ASSIGNMENT – Look below for the line with "ok so i need the box for the road in", and from there restate every line word for word until the entries end.

EXERCISE INPUT –
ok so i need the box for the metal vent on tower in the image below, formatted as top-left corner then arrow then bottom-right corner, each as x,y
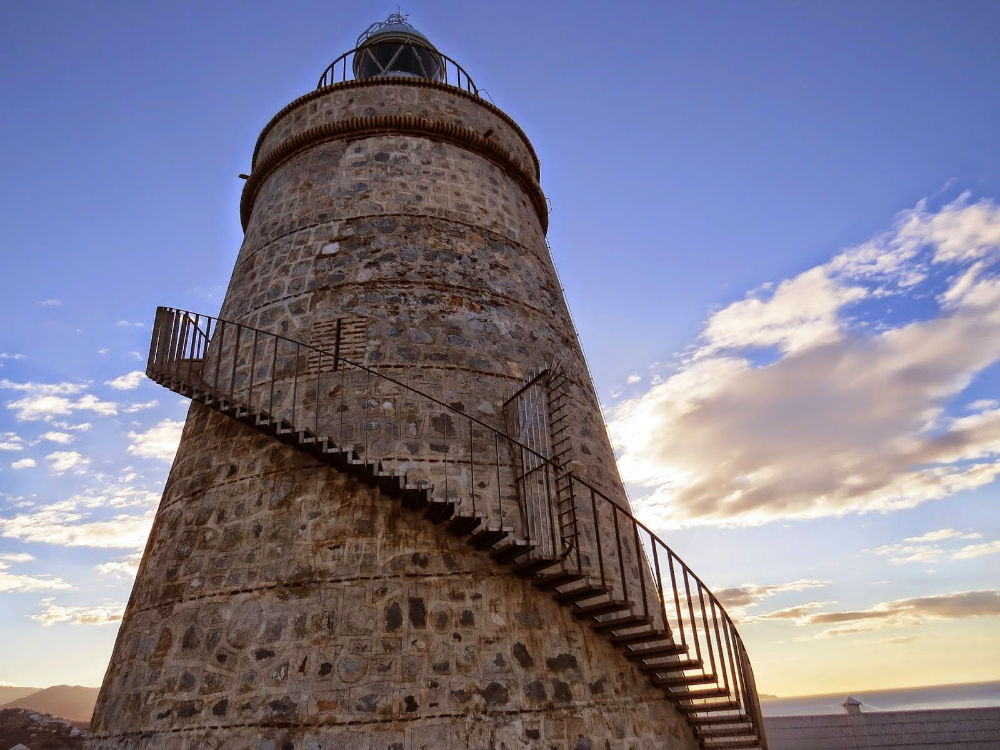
352,13 -> 444,82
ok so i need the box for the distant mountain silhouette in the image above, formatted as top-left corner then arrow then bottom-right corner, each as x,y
0,687 -> 40,705
0,685 -> 99,723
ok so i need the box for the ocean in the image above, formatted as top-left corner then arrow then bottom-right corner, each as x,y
760,680 -> 1000,716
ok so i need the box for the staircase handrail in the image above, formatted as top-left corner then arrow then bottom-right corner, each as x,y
147,305 -> 766,746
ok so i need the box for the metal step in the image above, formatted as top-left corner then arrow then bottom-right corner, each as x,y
638,658 -> 702,675
423,498 -> 455,523
676,689 -> 733,705
375,471 -> 404,498
653,673 -> 717,688
444,514 -> 480,535
490,539 -> 533,563
694,717 -> 755,728
401,484 -> 430,509
698,726 -> 757,739
573,598 -> 633,619
511,555 -> 561,577
678,700 -> 740,714
701,738 -> 760,750
533,570 -> 585,591
468,525 -> 512,549
610,628 -> 671,646
591,613 -> 651,633
625,643 -> 688,661
553,584 -> 608,604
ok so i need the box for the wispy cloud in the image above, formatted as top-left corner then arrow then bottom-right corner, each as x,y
714,579 -> 830,611
31,598 -> 124,627
865,528 -> 990,564
45,450 -> 89,474
745,590 -> 1000,638
0,473 -> 158,549
0,353 -> 26,361
609,195 -> 1000,526
35,299 -> 61,307
127,419 -> 183,463
953,540 -> 1000,560
115,320 -> 144,328
0,556 -> 71,593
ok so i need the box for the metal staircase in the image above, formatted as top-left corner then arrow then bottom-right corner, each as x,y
147,306 -> 767,750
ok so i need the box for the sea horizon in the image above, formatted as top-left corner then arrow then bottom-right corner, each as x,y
761,679 -> 1000,716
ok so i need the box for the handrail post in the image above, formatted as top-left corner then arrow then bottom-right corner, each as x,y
213,319 -> 225,397
315,351 -> 322,439
495,432 -> 503,529
612,505 -> 626,602
468,416 -> 475,517
291,343 -> 300,429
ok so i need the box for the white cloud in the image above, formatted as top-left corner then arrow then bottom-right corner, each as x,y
97,347 -> 109,355
904,529 -> 980,543
700,267 -> 866,356
0,353 -> 26,361
35,299 -> 61,307
953,540 -> 1000,560
104,371 -> 145,390
127,419 -> 183,463
0,570 -> 72,594
0,553 -> 34,563
51,421 -> 91,432
40,431 -> 74,445
0,432 -> 25,451
0,473 -> 159,549
11,458 -> 36,470
626,373 -> 642,384
31,598 -> 124,627
866,543 -> 944,565
95,552 -> 142,579
0,554 -> 70,593
609,196 -> 1000,527
45,451 -> 89,474
1,380 -> 118,422
122,399 -> 157,413
116,320 -> 144,328
968,399 -> 999,412
0,505 -> 155,549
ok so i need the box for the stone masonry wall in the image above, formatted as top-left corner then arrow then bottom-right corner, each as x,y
88,405 -> 695,749
89,80 -> 695,748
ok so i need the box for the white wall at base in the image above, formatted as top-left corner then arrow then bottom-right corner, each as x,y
764,706 -> 1000,750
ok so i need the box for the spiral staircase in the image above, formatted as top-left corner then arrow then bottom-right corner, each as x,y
147,306 -> 767,750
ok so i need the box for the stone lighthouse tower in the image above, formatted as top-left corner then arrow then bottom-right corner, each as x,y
89,15 -> 765,750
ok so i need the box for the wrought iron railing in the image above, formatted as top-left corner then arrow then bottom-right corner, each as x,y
148,306 -> 765,747
317,43 -> 479,95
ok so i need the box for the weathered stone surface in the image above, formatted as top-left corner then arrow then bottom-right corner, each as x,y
89,65 -> 698,750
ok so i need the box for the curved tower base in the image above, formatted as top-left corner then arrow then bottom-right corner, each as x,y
89,404 -> 696,749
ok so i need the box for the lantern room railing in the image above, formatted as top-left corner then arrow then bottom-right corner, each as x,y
317,42 -> 479,95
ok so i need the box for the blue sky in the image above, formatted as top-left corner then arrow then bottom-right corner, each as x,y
1,1 -> 998,697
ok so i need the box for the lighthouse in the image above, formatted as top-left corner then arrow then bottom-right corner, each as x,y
88,15 -> 765,750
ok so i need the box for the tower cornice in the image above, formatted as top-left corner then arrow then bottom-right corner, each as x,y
240,112 -> 548,233
249,78 -> 541,181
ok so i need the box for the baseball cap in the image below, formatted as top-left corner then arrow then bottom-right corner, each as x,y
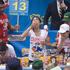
32,60 -> 43,70
63,12 -> 70,22
58,24 -> 70,33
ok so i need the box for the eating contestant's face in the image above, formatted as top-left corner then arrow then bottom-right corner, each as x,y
32,17 -> 40,29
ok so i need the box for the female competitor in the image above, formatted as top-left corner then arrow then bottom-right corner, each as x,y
21,16 -> 50,65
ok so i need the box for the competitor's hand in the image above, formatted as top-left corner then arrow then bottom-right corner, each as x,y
14,24 -> 20,30
57,47 -> 63,52
51,43 -> 57,47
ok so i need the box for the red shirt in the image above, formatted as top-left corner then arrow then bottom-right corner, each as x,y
0,13 -> 9,44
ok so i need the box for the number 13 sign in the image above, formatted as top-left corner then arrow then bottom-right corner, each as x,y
9,0 -> 29,15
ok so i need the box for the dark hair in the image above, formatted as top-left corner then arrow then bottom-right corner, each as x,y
32,60 -> 43,70
32,16 -> 41,23
0,0 -> 4,4
6,57 -> 22,70
0,44 -> 8,52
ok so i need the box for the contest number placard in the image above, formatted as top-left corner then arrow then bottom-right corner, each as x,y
9,0 -> 29,15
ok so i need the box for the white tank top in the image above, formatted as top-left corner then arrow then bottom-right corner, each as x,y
28,29 -> 48,61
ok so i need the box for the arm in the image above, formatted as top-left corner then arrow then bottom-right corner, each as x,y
40,36 -> 51,46
21,25 -> 32,38
8,22 -> 19,31
50,34 -> 64,49
8,22 -> 17,31
45,36 -> 57,47
45,36 -> 51,46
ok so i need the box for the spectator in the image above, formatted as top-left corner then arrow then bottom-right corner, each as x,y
0,0 -> 19,57
56,24 -> 70,55
0,44 -> 16,64
6,57 -> 22,70
44,0 -> 70,30
32,60 -> 43,70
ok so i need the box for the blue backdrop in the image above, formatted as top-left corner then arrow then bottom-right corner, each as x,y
5,0 -> 55,57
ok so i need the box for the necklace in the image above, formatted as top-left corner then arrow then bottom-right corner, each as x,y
34,30 -> 41,36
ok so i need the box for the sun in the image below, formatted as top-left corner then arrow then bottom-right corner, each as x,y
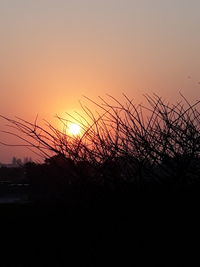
68,123 -> 81,136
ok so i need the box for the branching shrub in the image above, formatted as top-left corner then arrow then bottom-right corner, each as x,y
1,93 -> 200,186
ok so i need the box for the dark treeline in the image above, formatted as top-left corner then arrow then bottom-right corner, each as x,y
2,94 -> 200,203
23,152 -> 200,205
1,94 -> 200,266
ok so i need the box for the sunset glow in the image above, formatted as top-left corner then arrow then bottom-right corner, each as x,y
0,0 -> 200,163
68,123 -> 81,136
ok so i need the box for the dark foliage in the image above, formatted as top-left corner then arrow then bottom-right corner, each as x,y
1,94 -> 200,265
1,94 -> 200,198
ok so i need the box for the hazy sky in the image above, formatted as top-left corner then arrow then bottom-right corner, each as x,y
0,0 -> 200,162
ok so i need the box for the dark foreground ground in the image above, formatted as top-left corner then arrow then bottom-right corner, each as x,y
0,186 -> 200,267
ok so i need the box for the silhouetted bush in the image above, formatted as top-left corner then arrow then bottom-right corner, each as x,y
2,94 -> 200,267
1,93 -> 200,194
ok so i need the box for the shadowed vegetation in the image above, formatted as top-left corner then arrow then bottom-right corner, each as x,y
1,93 -> 200,206
1,95 -> 200,192
1,94 -> 200,266
1,93 -> 200,188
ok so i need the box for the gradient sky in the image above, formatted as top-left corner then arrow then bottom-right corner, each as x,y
0,0 -> 200,162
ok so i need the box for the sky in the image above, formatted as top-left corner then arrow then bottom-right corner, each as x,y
0,0 -> 200,163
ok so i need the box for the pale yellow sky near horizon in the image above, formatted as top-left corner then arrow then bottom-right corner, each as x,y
0,0 -> 200,162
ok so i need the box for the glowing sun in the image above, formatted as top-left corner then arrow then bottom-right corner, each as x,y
68,123 -> 81,136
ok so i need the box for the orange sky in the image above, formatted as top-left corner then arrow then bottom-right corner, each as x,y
0,0 -> 200,163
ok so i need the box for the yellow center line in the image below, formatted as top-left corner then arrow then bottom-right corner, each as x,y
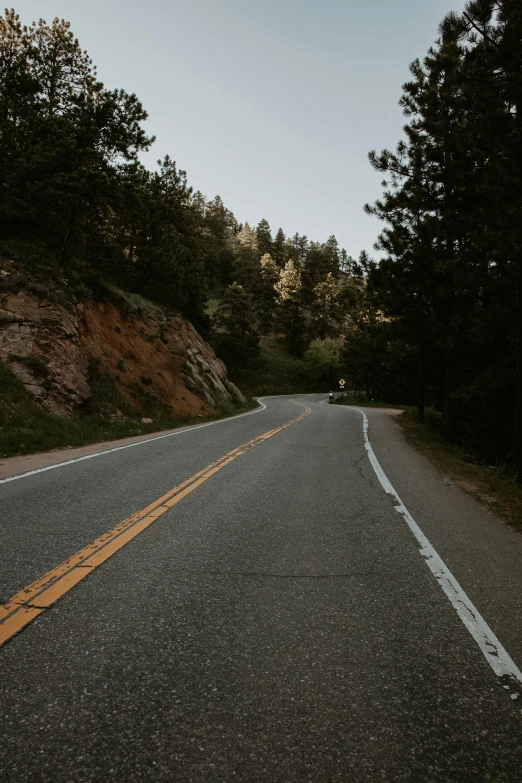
0,401 -> 311,647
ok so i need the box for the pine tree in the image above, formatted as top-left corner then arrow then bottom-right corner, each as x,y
284,233 -> 308,266
0,10 -> 38,234
32,16 -> 95,118
365,31 -> 469,424
439,0 -> 522,470
232,221 -> 261,293
257,252 -> 279,334
212,282 -> 260,367
340,249 -> 355,273
311,273 -> 344,339
323,235 -> 340,276
255,218 -> 273,257
274,259 -> 305,353
202,195 -> 238,286
273,227 -> 286,266
364,0 -> 522,466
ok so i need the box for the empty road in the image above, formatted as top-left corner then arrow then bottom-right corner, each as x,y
1,395 -> 522,782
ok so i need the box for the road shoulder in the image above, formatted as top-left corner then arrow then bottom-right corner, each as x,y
0,403 -> 264,481
357,406 -> 522,666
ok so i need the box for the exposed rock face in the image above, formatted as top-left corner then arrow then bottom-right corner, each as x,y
0,292 -> 89,415
163,315 -> 244,409
0,292 -> 244,418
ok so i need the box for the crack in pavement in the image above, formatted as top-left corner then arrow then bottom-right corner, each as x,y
168,569 -> 384,580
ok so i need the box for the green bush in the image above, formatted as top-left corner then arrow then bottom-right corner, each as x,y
303,338 -> 341,382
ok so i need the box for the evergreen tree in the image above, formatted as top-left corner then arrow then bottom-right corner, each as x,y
212,282 -> 260,368
311,273 -> 344,339
0,10 -> 38,233
273,227 -> 286,266
363,0 -> 522,468
274,259 -> 305,353
257,252 -> 279,334
302,235 -> 342,304
232,221 -> 261,293
32,16 -> 95,118
365,31 -> 468,424
323,235 -> 341,276
340,249 -> 355,273
284,232 -> 308,266
255,218 -> 273,257
202,194 -> 238,286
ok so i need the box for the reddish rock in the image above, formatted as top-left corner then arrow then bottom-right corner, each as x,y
0,292 -> 244,418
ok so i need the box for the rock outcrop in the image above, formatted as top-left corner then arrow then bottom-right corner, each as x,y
0,292 -> 89,415
0,291 -> 244,418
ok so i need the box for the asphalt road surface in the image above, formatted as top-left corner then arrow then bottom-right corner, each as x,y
1,394 -> 522,782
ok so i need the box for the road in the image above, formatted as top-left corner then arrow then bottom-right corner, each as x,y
1,394 -> 522,782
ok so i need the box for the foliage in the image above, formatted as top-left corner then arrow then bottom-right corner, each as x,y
274,259 -> 305,354
255,218 -> 273,257
212,282 -> 260,370
230,335 -> 314,396
311,273 -> 346,339
257,253 -> 279,334
356,1 -> 522,473
303,338 -> 341,382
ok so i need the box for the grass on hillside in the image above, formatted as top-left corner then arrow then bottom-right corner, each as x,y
0,360 -> 255,460
231,335 -> 320,396
99,281 -> 168,326
335,395 -> 522,533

EXERCISE SOLUTION –
ok so i need the box for the road in the image above, formatted as top-left corner then arrow then bottom-right corner, each as x,y
1,394 -> 522,782
ok so i need the box for the foliage in the image above, formatted as top-left corner then arrow then bottom-right corner, each as x,y
274,259 -> 305,354
255,218 -> 273,257
212,282 -> 260,370
230,335 -> 314,396
311,273 -> 346,339
257,253 -> 279,334
356,1 -> 522,473
303,338 -> 341,382
ok so i need the box for the grass on hillside in the image above, formatted as top-left corner then arrow then bottom-right corner, each as x,y
0,360 -> 255,460
231,335 -> 320,396
99,281 -> 168,326
335,395 -> 522,533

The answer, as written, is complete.